• ТРЕБОВАНИЕ: Выведите без изменений часть приведенного ниже отрывка о нападении на Трентон, начиная со слов «В город вели» и продолжая до слов «каковы силы нападающих.» включительно.

• ПРИВЕДЕННЫЙ ОТРЫВОК:

════════

Через пять миль колонна разделилась: Салливан повел своих людей по правой дороге, Вашингтон и Грин — по левой. Главнокомандующий ехал вдоль колонны, повторяя: «Ради бога, держитесь своих офицеров». Ему доставили сообщение от Салливана: оружие намокло, стрелять нельзя. «Скажите генералу: пусть используют штыки», — приказал Вашингтон.
Обе колонны вышли к Трентону одновременно, вскоре после восьми. Уже час как рассвело, но сквозь метель было трудно что-либо разглядеть.
В город вели две дороги — улицы Короля и Королевы, спускавшиеся с холма; по ним и предстояло атаковать. Ветер теперь дул в спину американцам, подгоняя их, и в лицо гессенским часовым, которые поначалу не поняли, кто на них идет и каковы силы нападающих.
Американцы начали стрелять. Немцы подпустили их поближе, а затем принялись быстро отходить, отстреливаясь, как их учили.
Вашингтон смотрел с холма, как его люди, проведшие всю ночь на ногах, промокшие, продрогшие, с ненадежным оружием ринулись в бой, словно судьба всего мира зависела теперь от них.
Гессенцы выскакивали из домов на улицу; били барабаны, визжали флейты, офицеры выкрикивали приказы по-немецки. Но артиллерия Нокса уже заняла позиции. Первые же выстрелы в мгновение ока очистили улицы, на которых остались лежать мертвецы.

════════

• ПРЕДОСТАВЛЕННЫЕ ЗАПИСИ:

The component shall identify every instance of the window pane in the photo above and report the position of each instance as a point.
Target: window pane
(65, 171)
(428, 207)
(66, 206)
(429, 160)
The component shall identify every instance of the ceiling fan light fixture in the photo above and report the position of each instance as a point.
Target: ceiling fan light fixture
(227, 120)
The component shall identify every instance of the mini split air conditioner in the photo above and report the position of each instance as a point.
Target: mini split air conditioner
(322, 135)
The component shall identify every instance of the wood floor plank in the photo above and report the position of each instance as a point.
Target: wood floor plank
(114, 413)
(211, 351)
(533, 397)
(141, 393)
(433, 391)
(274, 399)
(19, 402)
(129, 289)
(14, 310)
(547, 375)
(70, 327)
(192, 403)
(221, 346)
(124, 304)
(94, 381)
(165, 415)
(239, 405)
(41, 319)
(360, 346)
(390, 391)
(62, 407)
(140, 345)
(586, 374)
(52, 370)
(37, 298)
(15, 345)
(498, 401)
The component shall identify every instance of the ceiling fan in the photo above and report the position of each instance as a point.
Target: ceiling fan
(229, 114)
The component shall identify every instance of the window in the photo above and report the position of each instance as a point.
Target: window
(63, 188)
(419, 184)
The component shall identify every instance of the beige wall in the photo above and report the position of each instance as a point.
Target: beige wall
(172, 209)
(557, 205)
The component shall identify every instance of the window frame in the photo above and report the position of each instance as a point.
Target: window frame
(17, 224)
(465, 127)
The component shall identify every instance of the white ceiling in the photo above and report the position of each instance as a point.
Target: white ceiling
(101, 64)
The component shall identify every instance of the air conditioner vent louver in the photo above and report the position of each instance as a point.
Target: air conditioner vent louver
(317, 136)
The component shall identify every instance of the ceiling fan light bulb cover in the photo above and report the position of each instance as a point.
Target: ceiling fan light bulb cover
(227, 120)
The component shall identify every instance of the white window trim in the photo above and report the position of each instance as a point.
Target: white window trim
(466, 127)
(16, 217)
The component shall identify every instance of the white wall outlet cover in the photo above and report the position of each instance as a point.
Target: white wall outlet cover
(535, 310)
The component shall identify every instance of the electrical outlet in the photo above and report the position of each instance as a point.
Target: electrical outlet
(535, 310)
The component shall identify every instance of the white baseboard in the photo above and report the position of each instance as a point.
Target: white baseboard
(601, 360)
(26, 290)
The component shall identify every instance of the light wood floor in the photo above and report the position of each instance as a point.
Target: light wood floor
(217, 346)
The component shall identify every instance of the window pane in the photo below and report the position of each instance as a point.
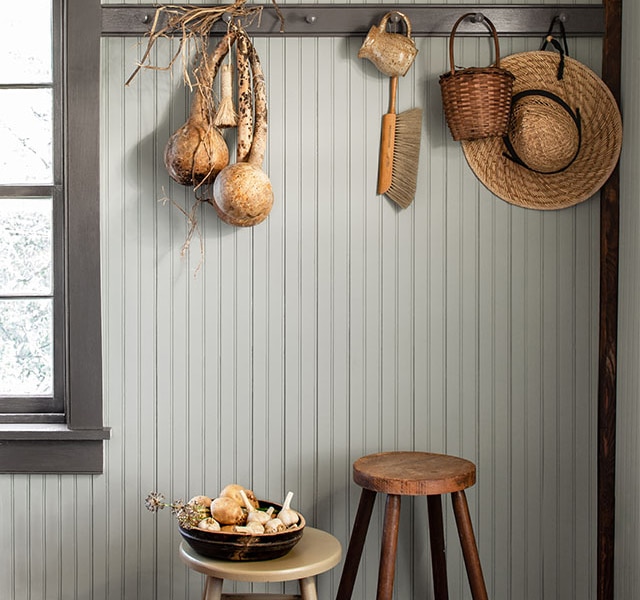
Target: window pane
(26, 246)
(26, 351)
(26, 134)
(25, 43)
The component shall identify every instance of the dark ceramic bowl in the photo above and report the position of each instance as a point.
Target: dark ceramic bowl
(223, 545)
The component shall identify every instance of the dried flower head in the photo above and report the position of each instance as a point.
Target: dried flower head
(188, 515)
(154, 502)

════════

• РЕЗУЛЬТАТ:
В город вели две дороги — улицы Короля и Королевы, спускавшиеся с холма; по ним и предстояло атаковать. Ветер теперь дул в спину американцам, подгоняя их, и в лицо гессенским часовым, которые поначалу не поняли, кто на них идет и каковы силы нападающих.